Return each entry exactly, with none missing.
INPUT START
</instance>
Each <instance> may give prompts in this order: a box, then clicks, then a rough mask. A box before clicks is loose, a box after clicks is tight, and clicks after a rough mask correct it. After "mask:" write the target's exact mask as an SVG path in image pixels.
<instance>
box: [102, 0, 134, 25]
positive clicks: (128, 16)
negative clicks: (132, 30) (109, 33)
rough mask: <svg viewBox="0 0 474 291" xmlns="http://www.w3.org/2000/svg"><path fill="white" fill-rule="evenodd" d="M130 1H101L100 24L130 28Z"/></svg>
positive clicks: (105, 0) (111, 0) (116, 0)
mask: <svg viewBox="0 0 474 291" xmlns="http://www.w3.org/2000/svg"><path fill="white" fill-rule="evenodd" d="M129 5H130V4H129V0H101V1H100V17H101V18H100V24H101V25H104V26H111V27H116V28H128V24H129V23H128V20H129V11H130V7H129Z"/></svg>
INPUT END
* **SOLUTION TO THIS PROBLEM**:
</instance>
Each <instance> may give prompts in this order: a box, then clicks, then a rough mask. A box before clicks is loose, a box after clicks is tight, and clicks after a rough mask correct it. After "mask:" write the target's exact mask as an SVG path in image pixels.
<instance>
box: [102, 0, 134, 25]
positive clicks: (128, 16)
negative clicks: (132, 30) (109, 33)
rough mask: <svg viewBox="0 0 474 291" xmlns="http://www.w3.org/2000/svg"><path fill="white" fill-rule="evenodd" d="M130 1H101L100 24L130 28Z"/></svg>
positive clicks: (105, 0) (111, 0) (116, 0)
mask: <svg viewBox="0 0 474 291" xmlns="http://www.w3.org/2000/svg"><path fill="white" fill-rule="evenodd" d="M129 5H130V4H129V0H101V1H100V17H101V18H100V24H101V25H104V26H111V27H116V28H128V24H129V23H128V20H129V11H130V7H129Z"/></svg>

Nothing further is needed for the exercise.